Text to read:

Right.  But seq-difference-3 doesn't call into seq-do anymore,
at least not always and not in the same way.  So today, _before_
your seq-difference "skips-the-seq-do" optimization, a given person's
set difference operations would work just fine for their custom
data type.  The person is happy and doesn't care about seq.el's
performance.

One day they upgrade seq.el which comes with your optimization to
seq-difference, and that code is mysteriously broken.  Worse  for some
equality predicates it is broken  in a given way, for other equality
predicates it's a different error.

Can't you see the fundamental problem?

> > the application controls both the data type and knows exactly the shortcuts
> > taken.  But then "private library" is an oxymoron.
>
> An application shouldn't be customizing separate entry points.

Right.  We agree.  It makes no sense.

> Separate
> libs (providing new data types) can do that. E.g. if we have a lib
> providing lazy sequences, it can provide its own set of implementations
> for seq.el. And when doing that, make sure the resulting behavior is
> consistent between functions.

Aim A:
Edit the seq.el message from "Can't you see" to "consistent between functions.", replacing "lazy sequences" with "persistent lists".
Aim B:
Continue the seq.el message after its last sentence.

Recorded data:
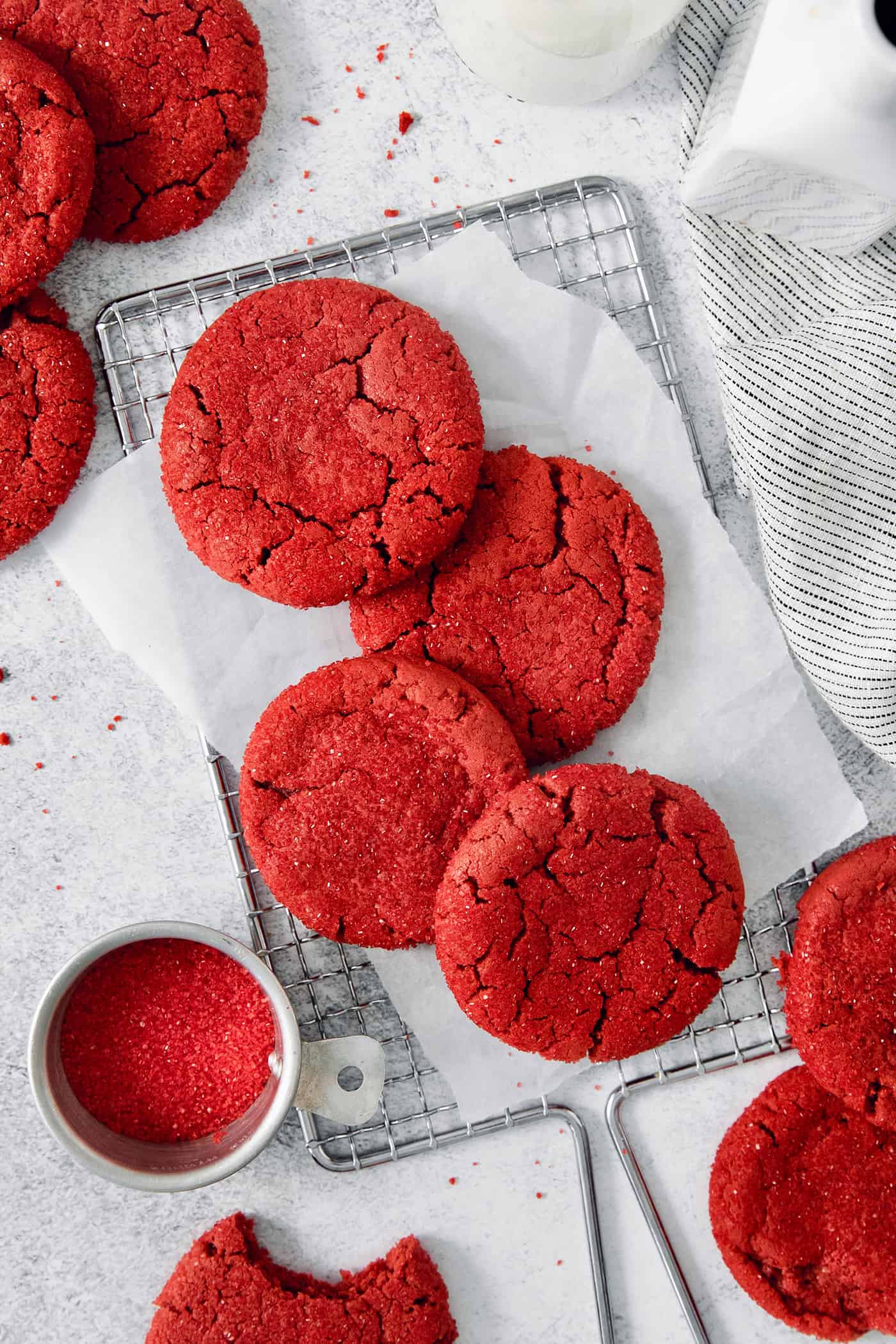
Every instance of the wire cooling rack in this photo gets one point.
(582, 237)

...

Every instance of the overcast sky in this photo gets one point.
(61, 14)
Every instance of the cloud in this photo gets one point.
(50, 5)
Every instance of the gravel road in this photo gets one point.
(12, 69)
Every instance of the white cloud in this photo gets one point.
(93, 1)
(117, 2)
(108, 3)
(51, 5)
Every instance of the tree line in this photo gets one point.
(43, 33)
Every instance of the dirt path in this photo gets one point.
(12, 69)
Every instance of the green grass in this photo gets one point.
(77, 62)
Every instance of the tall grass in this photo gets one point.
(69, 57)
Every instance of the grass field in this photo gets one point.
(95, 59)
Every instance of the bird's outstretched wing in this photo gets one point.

Exercise answer A:
Can't you see the fundamental problem?

> > the application controls both the data type and knows exactly the shortcuts
> > taken.  But then "private library" is an oxymoron.
>
> An application shouldn't be customizing separate entry points.

Right.  We agree.  It makes no sense.

> Separate
> libs (providing new data types) can do that. E.g. if we have a lib
> providing persistent lists, it can provide its own set of implementations
> for seq.el. And when doing that, make sure the resulting behavior is
> consistent between functions.

Exercise answer B:
Right, but then if they fail the customization of the entry point
generic like not calling the right generics at the right time, then
_other_  customizations of _other_ generics won't be called, or will
be called too much.  Just like in your seq-difference-3 optimization
the user code breaks.

> > cl-{n}set-difference  are standard stuff in the CL world.   There are even
> > reference LOOP implementations (likely much more performant than ours,
> > though possibly not compatible with some non-standard edge cases our
> > cl-loop has of which I know a couple).
>
> I do believe it's helpful to have it around.

What is?

> > Seq-some also calls into a lot of user customizable code, so it'll
> > suffer from the same class of problems.  Say, are you going to skip
> > the seq-do generic sometimes there as well?
>
> I believe so.

Then my seq-do methods will just stop being called.

> It looks very much inspired, both in naming and in the implementation
> approach. But it's not a carbon copy (much farther from it than in
> cl-lib's example), and our VM is also quite different from JVM in
> performance characteristics.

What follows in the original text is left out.